» **TASKS AND EXERCISES**:
(A) Please reproduce the car-enthusiast list word for word, everything from "73) You go to" down to "the car yourself.".
(B) According to the car-enthusiast list, what is the answer when people ask when you will be done modifying your car?
(C) Extend the car-enthusiast list from the point where it stops.

-- start TEXT --

72) You watched the Drift Bible, and when the Drift King said the S13 had understeering problems, you took offense.
73) You go to get gas, and you hear 30 seconds worth of hissing from the gas cap.
74) Your gas guage reads WAYYYYYYY below E but your car keeps on running.
75) You've thought about Silvia front, but then decided you like your chuki front, but then again, the Silvia front looks nice in person, but then again....
76) You hate going through car washes because you know your car will scrape the rails, but you do it anyways because you're too lazy to wash the car yourself.
77) Your passengers get pissed at you every single time they hop out of the car, because the auto seatbelts end up clocking them in the head when they get out. (then I point and laugh)
78) People ask you when you will be done modifying your car, and the answer is always "Never."
79) You tell your friends you wish you had an extra $25000 to "finish" your car and they all look at you like you're an idiot. (sigh)
80) When you see an AE86, you say to your female friends, "That's a nice car," and they look at you like you're a complete idiot.
81) When you apologize to your car after a spirited driving session, or after doing something stupid.

-- end TEXT --
-- start MATERIAL --

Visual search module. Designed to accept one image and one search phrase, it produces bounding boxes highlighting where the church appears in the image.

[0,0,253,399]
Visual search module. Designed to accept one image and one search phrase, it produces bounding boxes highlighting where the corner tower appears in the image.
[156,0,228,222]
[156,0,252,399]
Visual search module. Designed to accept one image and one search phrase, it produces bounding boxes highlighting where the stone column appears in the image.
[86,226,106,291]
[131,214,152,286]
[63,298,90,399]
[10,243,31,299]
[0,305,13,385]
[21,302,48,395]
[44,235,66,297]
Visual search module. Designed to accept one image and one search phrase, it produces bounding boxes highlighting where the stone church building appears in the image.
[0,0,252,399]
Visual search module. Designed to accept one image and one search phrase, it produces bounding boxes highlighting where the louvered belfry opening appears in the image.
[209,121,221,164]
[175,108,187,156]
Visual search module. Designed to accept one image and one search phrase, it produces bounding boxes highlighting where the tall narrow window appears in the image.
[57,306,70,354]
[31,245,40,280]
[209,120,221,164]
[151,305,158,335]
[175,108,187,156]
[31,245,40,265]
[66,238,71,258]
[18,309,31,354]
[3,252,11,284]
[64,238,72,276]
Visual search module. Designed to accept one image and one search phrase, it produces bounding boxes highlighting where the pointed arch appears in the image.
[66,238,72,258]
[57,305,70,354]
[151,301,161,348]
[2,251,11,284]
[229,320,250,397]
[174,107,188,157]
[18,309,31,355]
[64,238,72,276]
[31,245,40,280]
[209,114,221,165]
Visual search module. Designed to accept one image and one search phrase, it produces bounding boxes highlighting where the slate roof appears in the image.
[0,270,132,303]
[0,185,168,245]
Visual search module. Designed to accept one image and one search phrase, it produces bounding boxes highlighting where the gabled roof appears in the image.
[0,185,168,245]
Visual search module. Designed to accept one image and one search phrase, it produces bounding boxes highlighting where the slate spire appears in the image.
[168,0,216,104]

-- end MATERIAL --

» **ANSWERS FOR THIS EXERCISE**:
(A)
73) You go to get gas, and you hear 30 seconds worth of hissing from the gas cap.
74) Your gas guage reads WAYYYYYYY below E but your car keeps on running.
75) You've thought about Silvia front, but then decided you like your chuki front, but then again, the Silvia front looks nice in person, but then again....
76) You hate going through car washes because you know your car will scrape the rails, but you do it anyways because you're too lazy to wash the car yourself.

(B) "Never."

(C)
82) You jump out of bed in the morning countersteering from your earlier dream.
83) You never put more than 5 bucks of gas at a time....
84) You drive with the windows down on the freeway to drown out the whistles/groans/rattles/etc.
85) You have a dead bird stuck against your radiator.
86) You look at empty parking lots and see a beautiful work of art.
87) The domestic guys at school like the sound of your engine.
88) "Just going out to fill your tank" becomes a 2 hour affair of filling your tank, driving till it's empty, then refilling it again and driving home. (lol)
89) All of your friends are getting 18" wheels, and you just want a set of factory 7-spokes.
90) Civic owners fear you.
publicenemy137
03-29-2005, 01:16 AM
you know you are a drifter when:
1. People think you are riding on slicks and there's no tire tread left
2. You have a bunch of dents and scrapes on your cars, dubbed "battle scars"
3. You don't drive in the rain because you don't get any traction and keep hydroplaning
4. You have some different colored body panels, due to drift damage needing a fender or a bumper replaced from another used 240
5. You rock initial D while driving
6. People keep asking why your wheels are so tilted from having negative camber
*that's all I can think of right now
1. People think you are riding on slicks and there's no tire tread left
2. You have a bunch of dents and scrapes on your cars, dubbed "battle scars"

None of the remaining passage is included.